In the data below, find the line containing "the bird's leg"; reproduce that line and all subsequent lines exactly, and nothing else.

-*-*-

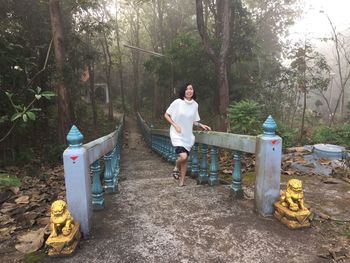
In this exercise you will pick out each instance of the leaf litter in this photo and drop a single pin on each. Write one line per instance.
(25, 209)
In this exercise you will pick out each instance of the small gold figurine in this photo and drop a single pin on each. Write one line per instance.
(290, 209)
(65, 232)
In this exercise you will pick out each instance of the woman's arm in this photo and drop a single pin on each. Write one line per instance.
(170, 120)
(203, 126)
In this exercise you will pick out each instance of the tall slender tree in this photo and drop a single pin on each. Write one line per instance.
(223, 13)
(64, 120)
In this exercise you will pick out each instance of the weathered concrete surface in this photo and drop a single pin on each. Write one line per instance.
(151, 219)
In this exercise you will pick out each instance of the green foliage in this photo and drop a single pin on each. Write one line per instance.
(339, 134)
(9, 180)
(244, 117)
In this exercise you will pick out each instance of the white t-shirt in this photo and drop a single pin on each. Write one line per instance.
(183, 113)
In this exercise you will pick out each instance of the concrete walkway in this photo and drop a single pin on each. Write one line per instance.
(151, 219)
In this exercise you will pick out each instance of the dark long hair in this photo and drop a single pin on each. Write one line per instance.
(183, 90)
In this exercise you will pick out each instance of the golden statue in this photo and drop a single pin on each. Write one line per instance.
(290, 209)
(65, 232)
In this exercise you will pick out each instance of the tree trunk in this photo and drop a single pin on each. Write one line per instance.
(120, 61)
(220, 59)
(62, 95)
(303, 117)
(108, 66)
(92, 92)
(136, 61)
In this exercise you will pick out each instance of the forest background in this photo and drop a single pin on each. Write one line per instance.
(54, 56)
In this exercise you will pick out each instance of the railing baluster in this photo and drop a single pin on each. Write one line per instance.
(97, 190)
(236, 186)
(108, 175)
(203, 175)
(189, 164)
(213, 179)
(194, 171)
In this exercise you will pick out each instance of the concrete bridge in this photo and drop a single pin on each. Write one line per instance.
(152, 219)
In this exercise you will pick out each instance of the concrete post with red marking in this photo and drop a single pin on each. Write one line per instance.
(268, 168)
(77, 180)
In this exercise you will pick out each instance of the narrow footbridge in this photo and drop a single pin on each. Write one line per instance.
(134, 211)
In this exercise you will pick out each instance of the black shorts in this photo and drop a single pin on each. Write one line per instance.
(180, 149)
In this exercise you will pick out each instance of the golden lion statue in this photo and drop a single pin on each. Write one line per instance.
(293, 197)
(61, 220)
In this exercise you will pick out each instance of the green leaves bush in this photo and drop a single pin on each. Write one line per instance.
(244, 117)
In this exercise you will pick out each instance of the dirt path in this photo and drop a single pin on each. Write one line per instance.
(151, 219)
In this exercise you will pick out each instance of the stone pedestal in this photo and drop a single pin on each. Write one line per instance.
(293, 220)
(64, 245)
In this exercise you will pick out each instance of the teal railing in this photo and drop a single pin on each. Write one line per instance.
(83, 160)
(267, 148)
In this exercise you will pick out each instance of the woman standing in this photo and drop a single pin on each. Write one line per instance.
(182, 114)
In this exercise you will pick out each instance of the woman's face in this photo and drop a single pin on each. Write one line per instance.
(189, 92)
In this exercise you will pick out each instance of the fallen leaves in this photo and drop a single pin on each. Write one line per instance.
(31, 241)
(24, 199)
(25, 210)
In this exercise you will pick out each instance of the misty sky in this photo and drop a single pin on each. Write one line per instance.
(314, 24)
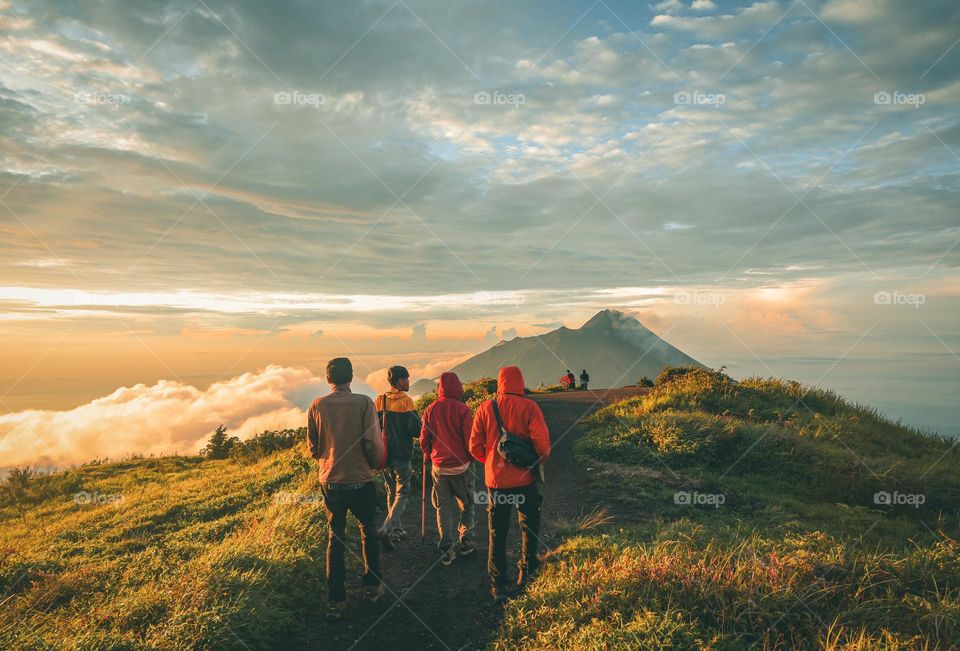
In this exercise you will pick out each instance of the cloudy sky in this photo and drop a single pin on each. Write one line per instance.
(199, 196)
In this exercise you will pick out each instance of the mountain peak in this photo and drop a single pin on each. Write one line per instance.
(612, 319)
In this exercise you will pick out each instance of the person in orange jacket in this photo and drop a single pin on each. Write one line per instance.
(509, 485)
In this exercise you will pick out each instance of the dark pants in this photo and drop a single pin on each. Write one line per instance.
(499, 508)
(359, 499)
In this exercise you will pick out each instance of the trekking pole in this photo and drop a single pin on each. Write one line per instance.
(423, 502)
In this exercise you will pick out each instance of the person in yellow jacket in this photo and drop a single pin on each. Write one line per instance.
(398, 415)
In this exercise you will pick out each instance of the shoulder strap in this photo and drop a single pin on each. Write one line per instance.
(496, 413)
(384, 417)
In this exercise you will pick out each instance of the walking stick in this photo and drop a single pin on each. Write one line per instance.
(423, 502)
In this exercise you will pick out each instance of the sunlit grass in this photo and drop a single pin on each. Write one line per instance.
(797, 554)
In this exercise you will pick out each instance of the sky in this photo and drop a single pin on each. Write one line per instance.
(202, 201)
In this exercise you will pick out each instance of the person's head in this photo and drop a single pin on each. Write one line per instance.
(399, 378)
(339, 371)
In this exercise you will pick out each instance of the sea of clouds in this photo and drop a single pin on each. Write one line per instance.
(164, 418)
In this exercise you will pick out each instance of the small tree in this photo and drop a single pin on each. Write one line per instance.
(19, 485)
(219, 444)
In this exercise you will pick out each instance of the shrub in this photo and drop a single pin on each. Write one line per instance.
(219, 444)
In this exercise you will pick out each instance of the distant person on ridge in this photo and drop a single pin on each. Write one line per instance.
(445, 438)
(397, 413)
(507, 484)
(344, 436)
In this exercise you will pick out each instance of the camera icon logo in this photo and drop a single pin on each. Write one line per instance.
(882, 97)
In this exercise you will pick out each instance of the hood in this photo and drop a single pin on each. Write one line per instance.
(450, 386)
(510, 380)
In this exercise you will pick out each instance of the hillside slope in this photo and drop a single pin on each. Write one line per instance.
(615, 348)
(777, 517)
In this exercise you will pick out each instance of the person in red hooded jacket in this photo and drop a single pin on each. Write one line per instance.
(509, 485)
(444, 438)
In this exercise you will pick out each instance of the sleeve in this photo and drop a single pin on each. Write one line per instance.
(414, 420)
(539, 434)
(466, 426)
(374, 440)
(478, 436)
(313, 433)
(426, 435)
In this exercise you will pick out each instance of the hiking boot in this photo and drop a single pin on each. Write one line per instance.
(502, 592)
(386, 541)
(336, 610)
(525, 577)
(372, 593)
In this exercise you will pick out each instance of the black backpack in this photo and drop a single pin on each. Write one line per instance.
(516, 450)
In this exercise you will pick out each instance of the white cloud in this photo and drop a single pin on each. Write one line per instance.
(164, 418)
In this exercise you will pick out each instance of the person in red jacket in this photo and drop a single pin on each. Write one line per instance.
(507, 484)
(444, 438)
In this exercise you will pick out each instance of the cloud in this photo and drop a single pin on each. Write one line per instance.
(419, 332)
(164, 418)
(429, 370)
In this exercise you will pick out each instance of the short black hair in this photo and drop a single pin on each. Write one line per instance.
(395, 373)
(339, 371)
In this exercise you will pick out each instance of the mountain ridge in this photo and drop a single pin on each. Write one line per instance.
(614, 347)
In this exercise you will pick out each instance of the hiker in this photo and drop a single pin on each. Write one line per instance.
(398, 415)
(444, 438)
(509, 484)
(344, 436)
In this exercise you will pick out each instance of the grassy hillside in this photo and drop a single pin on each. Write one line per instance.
(768, 526)
(171, 552)
(174, 552)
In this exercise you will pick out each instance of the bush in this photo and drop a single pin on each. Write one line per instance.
(219, 444)
(266, 443)
(669, 373)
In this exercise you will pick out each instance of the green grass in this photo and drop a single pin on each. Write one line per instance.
(173, 552)
(791, 551)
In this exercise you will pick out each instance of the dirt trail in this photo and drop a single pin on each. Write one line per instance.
(429, 606)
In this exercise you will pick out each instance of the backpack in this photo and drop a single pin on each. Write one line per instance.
(518, 451)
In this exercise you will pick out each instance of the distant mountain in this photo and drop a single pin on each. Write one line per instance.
(422, 386)
(615, 348)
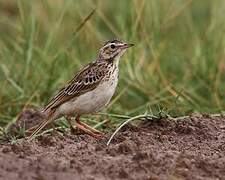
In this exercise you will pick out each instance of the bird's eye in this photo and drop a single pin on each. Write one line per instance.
(113, 46)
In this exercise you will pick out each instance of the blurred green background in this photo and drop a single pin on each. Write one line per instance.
(178, 62)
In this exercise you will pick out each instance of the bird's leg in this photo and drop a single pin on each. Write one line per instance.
(87, 129)
(69, 120)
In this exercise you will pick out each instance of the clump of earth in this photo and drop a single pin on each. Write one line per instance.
(188, 148)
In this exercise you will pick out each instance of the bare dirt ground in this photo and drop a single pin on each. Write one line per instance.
(191, 148)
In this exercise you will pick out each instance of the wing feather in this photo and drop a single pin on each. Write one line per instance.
(84, 81)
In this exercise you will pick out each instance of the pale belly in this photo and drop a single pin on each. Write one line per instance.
(90, 102)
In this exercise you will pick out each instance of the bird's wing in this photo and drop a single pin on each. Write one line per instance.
(85, 80)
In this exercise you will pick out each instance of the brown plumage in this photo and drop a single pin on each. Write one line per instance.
(89, 90)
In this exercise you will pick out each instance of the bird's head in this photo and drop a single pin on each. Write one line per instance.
(113, 50)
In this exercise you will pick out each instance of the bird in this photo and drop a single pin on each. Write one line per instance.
(89, 91)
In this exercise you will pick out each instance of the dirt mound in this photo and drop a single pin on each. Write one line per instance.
(191, 148)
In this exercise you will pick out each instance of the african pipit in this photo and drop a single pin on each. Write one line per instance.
(89, 91)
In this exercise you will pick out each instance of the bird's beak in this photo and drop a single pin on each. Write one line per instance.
(125, 46)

-*-*-

EXERCISE OUTPUT:
In this exercise you will pick out each instance of the bird's leg in this photo and drop a single pin on each. Write one line per instance.
(87, 129)
(69, 120)
In this exercise you will pick out each instance of the clump of earth in this photo and drop a single pin on each. Write one line per instance.
(188, 148)
In this exercise you will pick out each instance of the bare dirt ground in this photo and drop a single pin on each. Write one line per instance.
(191, 148)
In this exercise you will pick out each instance of the wing feather in this photo and drop a single pin on each. Write one line per instance.
(84, 81)
In this exercise you will pick out each instance of the pale belly in this photo and drop a single pin on each. Write one line per instance.
(90, 102)
In this exercise you will pick out each instance of the bird's wing in this photo and drop a single pin on each. Write one line per instance.
(85, 80)
In this exercise you will pick out each instance of the brown plumage in this photo and drop a single pin on each. Write one line per instance.
(89, 90)
In this exercise you will pick out each instance of the bird's head in this photo and drop a single pin on each. Write one line per instance.
(113, 50)
In this exercise you will pick out each instance of the bird in this photo and drop a single pin on each. Write one line per instance.
(89, 91)
In this exercise you will pick out each instance of the dirt mound in this photo and drop a single pin on each. Write one line per instance.
(191, 148)
In this exercise you will pick out each instance of the african pipit in this photo and drop a single pin on each. Write one line per instance.
(89, 91)
In this exercise you will pick out each instance of the bird's beak in this photo and drop a single pin on each. Write one line per instance.
(125, 46)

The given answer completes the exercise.